---------- TEXTO DE PARTIDA ----------

La manipulación adquirió cotas insuperables. Jugaron con el lenguaje como nunca. Del salimos más fuertes nos condujeron a la desescalada. Tras meses de confinamiento el poder abrió la mano tímidamente para que diésemos una vuelta a la manzana sólo a la hora que determinaba un inexistente comité de expertos. Un clarísimo antecedente de las ciudades de 15 minutos, modelo que el establishment globalista aspira a imponer en todo occidente. A mitad de camino entre la arbitrariedad y el disparate, el Gobierno permitió que las mascotas pudiesen salir a la calle antes que los ancianos y niños. Pero a todo ello nos acostumbramos sin rechistar.

Precisamente nadie sufrió tanto los encierros —enfermos al margen— como los niños y adolescentes. Los expertos hablan de secuelas relacionadas con la salud mental, dificultades de aprendizaje y socialización. Además, los niños nacidos aquel año tardaron más en empezar a hablar. Así lo señala un estudio de la Universidad Autónoma de Madrid, que sostiene que la epidemia alteró las interacciones sociales de esos niños y su desarrollo del lenguaje.

---------- BLOQUE DE DATOS ----------

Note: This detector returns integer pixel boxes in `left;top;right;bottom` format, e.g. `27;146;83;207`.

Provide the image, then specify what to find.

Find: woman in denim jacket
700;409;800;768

----------

> [REQUISITOS DEL EJERCICIO]:
• 1. Según el texto sobre el confinamiento, ¿qué universidad hizo el estudio sobre el desarrollo del lenguaje de los niños?
• 2. Continúa el texto sobre el confinamiento a partir de su última oración.
El listado procede de una fuente distinta.

> [TUS RESPUESTAS]:
• 1. La Universidad Autónoma de Madrid.

• 2.
Pero si algo cabe decir del nuevo mundo nacido a comienzos de 2020 es su obsesión por el control total, vieja aspiración del globalismo que la epidemia mundial declarada por la OMS ayudó a acelerar. El covid fue, ante todo, la palanca que legitimó los instrumentos de coerción sobre la población, la coartada para restringir derechos y someter a países enteros, como reconoció el mismísimo George Soros.

Sin el contexto de restricciones en todo el mundo, Sánchez habría tenido más complicado imponer el uso de la mascarilla al aire libre, la prohibición de celebrar velatorios o limitar a tres personas los asistentes a un entierro. Todos tragamos, en parte, porque la propaganda contra quienes ponían las medidas en entredicho fue atroz. Los medios de comunicación estigmatizaron a quienes cuestionaban el andamiaje gubernamental, el covid ya no era tan peligroso para la salud como los propios negacionistas.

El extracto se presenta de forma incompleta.